* START *

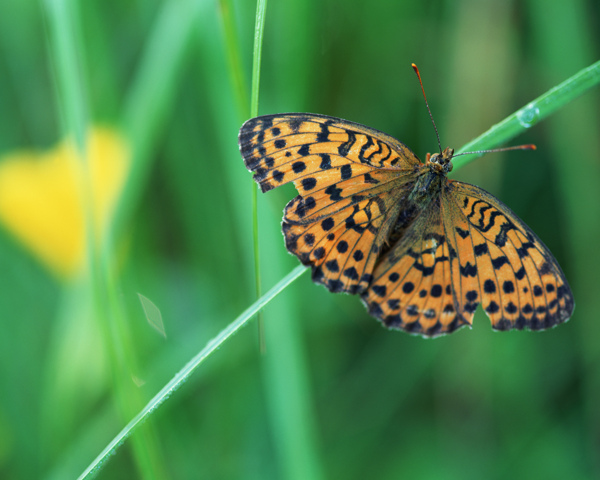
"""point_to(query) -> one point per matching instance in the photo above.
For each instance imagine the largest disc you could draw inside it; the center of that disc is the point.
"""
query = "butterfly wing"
(412, 288)
(351, 180)
(502, 264)
(468, 248)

* END *

** GOAL OF THE EXERCISE **
Copy every line of the records above word for word, leaving out the pictures.

** RESPONSE TO THIS EXERCISE **
"""point_to(query) -> one point per matching instance in the photo above.
For each instance imagine the largest disc you could draw inside it; the center of that disc is the point.
"""
query = "butterfly wing"
(412, 288)
(351, 180)
(502, 264)
(468, 248)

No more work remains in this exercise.